Files (Count: 5; Size: 4.77 GB)

# About
This project contains all code and data associated with the Nature Chemistry paper "Supercharging enables organized assembly of synthetic biomolecules".
The files are split into multiple archives to simplify the archiving process.
This README contains the information on all of the files and how to make use of them.
For more details on the contents beyond what is provided in the Deep Blue Data repository metadata, please see the paper itself.

Files

The data for this paper is split into two distinct but closely related projects that are detailed below:

  • candidate_stability: This project is associated with creating atomistic representations of the candidate protomer structures.
    • candidate_stability_workspace.tar.gz: This archive contains the outputs of atomistic simulations and the data associated with them. The data space was managed with signac, and all outputs were generated using GROMACS.
    • candidate_stability_project.tar.gz: This archive contains simulation code, analysis notebooks, and input files needed to generate the outputs contained in the candidate_stability_workspace.tar.gz archive. The code is written in Python using the signac framework to manage data and the workflow. All simulations were performed using GROMACS, which is interfaced with through Python functions calling the appropriate command line APIs. This archive includes its own, more detailed README.md, along with a LICENSE for the code.
  • rigid_protein: This project is associated with coarse-grained Monte Carlo simulations of the protomers.
    • rigid_protein_workspace.tar.gz: This archive contains the outputs of coarse-grained simulations and the data associated with them. All outputs are generated by HOOMD-blue. Each data point is linked to a corresponding atomistic seed structure from the candidate_stability_workspace.tar.gz archive.

▶ **Stored data**
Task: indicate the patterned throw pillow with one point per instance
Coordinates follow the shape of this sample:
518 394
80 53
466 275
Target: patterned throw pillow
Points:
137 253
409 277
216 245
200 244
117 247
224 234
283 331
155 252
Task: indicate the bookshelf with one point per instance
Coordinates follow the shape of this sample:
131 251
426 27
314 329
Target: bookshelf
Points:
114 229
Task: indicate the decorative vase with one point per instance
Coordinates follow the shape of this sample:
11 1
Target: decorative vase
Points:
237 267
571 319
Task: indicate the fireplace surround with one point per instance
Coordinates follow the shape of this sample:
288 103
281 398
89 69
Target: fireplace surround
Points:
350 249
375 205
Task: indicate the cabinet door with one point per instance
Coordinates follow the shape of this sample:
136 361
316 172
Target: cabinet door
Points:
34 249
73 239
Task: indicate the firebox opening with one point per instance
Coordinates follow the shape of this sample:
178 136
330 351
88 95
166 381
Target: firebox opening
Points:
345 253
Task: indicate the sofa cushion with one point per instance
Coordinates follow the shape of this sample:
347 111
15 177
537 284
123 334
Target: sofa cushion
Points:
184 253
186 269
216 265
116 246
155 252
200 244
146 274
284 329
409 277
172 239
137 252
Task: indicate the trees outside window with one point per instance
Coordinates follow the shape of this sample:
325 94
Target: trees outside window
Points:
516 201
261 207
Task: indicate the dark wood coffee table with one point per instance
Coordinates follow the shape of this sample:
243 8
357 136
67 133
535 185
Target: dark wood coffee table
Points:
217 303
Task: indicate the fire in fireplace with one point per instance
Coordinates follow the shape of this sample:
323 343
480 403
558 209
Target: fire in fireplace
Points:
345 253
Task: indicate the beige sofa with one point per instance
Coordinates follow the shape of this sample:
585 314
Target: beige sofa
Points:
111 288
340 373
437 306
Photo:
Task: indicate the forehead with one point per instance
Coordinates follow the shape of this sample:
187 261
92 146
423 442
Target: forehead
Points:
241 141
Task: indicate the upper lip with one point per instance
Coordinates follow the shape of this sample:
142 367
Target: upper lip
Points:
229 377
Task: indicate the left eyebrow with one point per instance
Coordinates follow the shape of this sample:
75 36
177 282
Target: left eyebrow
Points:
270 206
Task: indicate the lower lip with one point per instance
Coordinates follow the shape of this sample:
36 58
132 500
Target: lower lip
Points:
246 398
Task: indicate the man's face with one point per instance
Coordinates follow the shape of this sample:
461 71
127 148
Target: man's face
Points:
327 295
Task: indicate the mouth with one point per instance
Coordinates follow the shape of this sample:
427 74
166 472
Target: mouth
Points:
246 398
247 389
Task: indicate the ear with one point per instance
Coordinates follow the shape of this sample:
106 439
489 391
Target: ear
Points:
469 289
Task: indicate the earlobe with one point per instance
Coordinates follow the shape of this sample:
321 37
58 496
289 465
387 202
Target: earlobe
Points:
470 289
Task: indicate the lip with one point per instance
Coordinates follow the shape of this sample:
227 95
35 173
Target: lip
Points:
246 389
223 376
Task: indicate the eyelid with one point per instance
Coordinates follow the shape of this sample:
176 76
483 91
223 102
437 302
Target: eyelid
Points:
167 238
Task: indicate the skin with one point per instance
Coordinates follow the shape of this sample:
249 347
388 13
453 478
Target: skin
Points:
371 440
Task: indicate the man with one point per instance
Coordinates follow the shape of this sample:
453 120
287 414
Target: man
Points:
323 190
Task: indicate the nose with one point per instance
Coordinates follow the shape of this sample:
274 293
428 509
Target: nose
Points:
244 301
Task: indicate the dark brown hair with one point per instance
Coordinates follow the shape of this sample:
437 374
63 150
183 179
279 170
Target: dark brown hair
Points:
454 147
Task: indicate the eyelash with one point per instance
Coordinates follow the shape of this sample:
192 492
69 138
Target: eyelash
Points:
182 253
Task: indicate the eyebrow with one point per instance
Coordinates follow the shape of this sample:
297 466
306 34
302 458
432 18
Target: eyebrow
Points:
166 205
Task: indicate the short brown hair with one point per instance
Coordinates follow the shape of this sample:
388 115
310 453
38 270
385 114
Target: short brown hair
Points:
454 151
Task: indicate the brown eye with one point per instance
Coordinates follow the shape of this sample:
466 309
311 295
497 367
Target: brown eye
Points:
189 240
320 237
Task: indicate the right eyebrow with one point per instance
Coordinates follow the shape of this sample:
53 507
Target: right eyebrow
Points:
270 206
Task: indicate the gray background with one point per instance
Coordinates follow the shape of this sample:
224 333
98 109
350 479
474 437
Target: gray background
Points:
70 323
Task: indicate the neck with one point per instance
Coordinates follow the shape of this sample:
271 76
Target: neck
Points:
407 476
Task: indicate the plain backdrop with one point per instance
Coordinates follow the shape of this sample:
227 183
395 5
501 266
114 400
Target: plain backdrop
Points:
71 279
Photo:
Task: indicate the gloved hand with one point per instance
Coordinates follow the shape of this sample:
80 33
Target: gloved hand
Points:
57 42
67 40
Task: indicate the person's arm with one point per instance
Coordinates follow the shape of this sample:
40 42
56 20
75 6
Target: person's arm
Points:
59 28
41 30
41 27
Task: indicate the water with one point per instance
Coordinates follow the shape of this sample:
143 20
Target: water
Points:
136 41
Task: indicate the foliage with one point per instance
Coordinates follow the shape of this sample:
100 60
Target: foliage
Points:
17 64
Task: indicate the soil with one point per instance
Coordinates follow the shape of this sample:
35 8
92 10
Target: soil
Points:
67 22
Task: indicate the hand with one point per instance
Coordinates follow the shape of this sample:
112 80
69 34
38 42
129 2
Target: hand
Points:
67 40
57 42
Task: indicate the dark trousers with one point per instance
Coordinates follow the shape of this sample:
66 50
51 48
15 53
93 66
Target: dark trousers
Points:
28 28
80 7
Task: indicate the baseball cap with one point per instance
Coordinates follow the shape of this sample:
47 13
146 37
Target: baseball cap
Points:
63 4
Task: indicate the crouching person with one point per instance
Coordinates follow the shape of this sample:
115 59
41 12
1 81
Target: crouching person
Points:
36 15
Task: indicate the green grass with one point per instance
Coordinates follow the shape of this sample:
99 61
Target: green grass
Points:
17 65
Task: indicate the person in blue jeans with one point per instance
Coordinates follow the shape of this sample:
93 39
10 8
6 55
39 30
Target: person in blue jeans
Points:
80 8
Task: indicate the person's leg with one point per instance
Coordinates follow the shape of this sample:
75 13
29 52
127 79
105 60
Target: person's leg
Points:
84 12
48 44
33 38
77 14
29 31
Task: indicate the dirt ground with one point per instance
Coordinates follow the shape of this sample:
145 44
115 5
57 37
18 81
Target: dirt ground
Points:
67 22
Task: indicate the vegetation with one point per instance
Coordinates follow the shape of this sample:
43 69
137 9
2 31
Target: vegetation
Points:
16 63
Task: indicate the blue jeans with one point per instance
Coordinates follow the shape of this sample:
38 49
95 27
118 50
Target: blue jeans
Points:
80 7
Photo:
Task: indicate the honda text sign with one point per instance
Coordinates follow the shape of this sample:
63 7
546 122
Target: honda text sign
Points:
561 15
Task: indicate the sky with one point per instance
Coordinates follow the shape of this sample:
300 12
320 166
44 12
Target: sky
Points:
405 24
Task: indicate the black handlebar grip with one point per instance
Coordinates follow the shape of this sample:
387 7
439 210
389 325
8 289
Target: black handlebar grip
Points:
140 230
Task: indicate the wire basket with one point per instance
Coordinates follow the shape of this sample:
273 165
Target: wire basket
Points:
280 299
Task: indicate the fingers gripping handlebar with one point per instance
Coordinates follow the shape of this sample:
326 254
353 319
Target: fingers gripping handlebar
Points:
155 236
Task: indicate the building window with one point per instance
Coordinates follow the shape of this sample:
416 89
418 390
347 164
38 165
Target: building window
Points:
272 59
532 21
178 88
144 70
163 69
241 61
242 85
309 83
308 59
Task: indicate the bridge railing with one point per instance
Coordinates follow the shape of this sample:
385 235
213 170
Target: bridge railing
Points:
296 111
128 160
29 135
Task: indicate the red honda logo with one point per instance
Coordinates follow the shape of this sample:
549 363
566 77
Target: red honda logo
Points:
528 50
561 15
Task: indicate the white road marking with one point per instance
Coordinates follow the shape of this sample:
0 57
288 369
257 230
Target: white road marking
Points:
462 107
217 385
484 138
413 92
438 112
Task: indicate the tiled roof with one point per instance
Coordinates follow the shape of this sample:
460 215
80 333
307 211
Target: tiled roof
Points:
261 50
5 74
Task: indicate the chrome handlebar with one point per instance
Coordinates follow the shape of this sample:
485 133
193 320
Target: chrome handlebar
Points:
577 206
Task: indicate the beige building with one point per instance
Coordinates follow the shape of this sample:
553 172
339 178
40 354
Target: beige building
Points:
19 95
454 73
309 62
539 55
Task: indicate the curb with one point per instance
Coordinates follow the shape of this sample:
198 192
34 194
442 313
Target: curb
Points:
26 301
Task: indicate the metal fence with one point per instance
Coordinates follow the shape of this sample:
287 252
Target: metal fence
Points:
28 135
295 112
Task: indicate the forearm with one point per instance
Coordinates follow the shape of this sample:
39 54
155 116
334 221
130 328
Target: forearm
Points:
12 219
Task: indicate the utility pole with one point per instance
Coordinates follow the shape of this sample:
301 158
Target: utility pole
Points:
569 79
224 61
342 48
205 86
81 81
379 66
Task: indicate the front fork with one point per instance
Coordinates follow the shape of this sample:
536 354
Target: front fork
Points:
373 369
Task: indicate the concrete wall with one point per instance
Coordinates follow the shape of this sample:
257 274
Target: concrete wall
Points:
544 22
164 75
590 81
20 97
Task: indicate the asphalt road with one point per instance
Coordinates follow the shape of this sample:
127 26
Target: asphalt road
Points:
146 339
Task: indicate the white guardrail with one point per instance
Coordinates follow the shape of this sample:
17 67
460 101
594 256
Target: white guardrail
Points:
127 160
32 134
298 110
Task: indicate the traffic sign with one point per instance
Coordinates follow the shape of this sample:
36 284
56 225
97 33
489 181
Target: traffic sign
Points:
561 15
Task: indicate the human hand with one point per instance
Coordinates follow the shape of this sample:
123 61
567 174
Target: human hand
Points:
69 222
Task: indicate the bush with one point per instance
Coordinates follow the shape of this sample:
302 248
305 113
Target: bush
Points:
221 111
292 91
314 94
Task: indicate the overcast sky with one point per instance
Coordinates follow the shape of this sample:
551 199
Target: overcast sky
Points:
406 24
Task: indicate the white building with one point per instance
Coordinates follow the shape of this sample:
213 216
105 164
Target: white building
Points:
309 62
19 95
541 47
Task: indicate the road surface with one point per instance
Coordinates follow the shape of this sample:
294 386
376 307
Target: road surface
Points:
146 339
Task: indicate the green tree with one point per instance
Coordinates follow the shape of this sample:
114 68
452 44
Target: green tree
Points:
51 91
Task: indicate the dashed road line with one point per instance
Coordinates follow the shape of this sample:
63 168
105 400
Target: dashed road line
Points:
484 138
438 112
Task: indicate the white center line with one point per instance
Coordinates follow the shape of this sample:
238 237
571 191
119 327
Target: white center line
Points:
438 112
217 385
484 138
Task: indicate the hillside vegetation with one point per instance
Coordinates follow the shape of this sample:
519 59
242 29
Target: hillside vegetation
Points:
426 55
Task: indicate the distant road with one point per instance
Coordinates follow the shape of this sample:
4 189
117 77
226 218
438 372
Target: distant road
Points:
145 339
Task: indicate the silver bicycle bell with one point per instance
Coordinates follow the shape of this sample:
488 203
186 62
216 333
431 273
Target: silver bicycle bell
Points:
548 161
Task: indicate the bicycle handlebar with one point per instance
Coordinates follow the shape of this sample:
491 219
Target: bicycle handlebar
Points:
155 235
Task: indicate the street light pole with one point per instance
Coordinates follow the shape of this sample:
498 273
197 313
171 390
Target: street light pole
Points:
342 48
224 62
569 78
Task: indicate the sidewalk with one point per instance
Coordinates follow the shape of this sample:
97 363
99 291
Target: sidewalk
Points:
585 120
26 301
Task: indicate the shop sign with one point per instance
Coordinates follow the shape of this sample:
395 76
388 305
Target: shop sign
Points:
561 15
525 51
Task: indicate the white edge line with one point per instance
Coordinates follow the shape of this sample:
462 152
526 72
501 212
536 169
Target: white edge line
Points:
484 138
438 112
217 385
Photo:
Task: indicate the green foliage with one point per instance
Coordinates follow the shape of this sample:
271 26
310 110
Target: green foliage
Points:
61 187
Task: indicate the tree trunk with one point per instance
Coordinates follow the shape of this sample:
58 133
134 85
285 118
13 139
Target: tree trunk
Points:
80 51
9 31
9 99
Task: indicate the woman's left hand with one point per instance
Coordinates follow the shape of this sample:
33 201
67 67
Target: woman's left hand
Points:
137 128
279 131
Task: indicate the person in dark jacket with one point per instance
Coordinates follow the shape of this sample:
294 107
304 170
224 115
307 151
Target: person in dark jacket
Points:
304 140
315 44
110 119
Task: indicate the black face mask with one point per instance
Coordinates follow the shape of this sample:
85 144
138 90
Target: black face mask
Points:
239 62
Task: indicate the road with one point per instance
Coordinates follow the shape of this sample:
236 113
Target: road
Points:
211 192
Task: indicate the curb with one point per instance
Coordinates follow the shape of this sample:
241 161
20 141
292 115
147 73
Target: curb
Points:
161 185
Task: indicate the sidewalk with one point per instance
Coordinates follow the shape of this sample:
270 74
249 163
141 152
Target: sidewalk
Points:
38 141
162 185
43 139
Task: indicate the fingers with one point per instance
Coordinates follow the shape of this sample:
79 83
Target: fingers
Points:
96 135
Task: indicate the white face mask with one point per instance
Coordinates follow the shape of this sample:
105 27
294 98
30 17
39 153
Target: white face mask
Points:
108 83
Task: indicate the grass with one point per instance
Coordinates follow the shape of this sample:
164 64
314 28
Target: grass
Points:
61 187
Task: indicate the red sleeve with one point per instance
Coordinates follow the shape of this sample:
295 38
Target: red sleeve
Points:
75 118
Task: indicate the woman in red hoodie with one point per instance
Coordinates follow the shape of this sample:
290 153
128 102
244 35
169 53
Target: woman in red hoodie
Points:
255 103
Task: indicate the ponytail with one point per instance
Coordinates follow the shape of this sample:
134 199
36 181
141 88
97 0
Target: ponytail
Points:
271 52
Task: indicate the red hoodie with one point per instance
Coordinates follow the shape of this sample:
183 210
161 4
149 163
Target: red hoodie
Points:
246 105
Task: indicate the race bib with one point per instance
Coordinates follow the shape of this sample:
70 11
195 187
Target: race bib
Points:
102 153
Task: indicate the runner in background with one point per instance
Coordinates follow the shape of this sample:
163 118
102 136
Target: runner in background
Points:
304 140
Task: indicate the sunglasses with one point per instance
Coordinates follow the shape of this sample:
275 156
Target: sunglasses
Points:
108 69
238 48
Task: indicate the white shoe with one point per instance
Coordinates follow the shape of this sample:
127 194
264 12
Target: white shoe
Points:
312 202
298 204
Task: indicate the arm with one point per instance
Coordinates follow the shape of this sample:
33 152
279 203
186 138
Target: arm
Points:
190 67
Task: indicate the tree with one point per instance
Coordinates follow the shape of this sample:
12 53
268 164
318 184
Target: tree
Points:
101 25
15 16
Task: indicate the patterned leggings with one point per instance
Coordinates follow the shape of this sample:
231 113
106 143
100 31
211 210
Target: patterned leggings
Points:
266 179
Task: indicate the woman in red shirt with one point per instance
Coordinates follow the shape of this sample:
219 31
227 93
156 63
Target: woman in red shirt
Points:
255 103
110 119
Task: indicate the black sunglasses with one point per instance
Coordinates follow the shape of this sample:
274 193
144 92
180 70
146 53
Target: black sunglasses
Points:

▶ **Parts of the exercise**
a) Duplicate the stretch of the README on the supercharging paper's data files from "Files (Count: 5;" through "use of them.".
b) Write the next part of the README on the supercharging paper's data files, picking up from where it stops.

▶ **Task-by-task results**
a)
Files (Count: 5; Size: 4.77 GB)

# About
This project contains all code and data associated with the Nature Chemistry paper "Supercharging enables organized assembly of synthetic biomolecules".
The files are split into multiple archives to simplify the archiving process.
This README contains the information on all of the files and how to make use of them.

b)
    • rigid_protein_project.tar.gz: This archive contains simulation code, analysis notebooks, and input files needed to generate the outputs contained in the rigid_protein_workspace.tar.gz archive. The code is written in Python using the signac framework to manage data and the workflow. All simulations were performed using HOOMD-blue. This archive includes its own, more detailed README.md, along with a LICENSE for the code.

How to use

To unpack these archives into a usable form, the two *_project.tar.gz archives should each be unpacked into separate folders.
Then, the corresponding *_workspace.tar.gz archives should be unpacked into the corresponding project folders.
Once unpacked, simulations can be run using the project.py scripts in both folders using the signac-flow interface: python project.py run.
For more information, please see the relevant package documentation for HOOMD-blue, GROMACS, and signac.

Requirements

The following pieces of software are required for running the code.
Note that the version numbers shown indicate the last versions tested; earlier versions may work, but no guarantees are provided.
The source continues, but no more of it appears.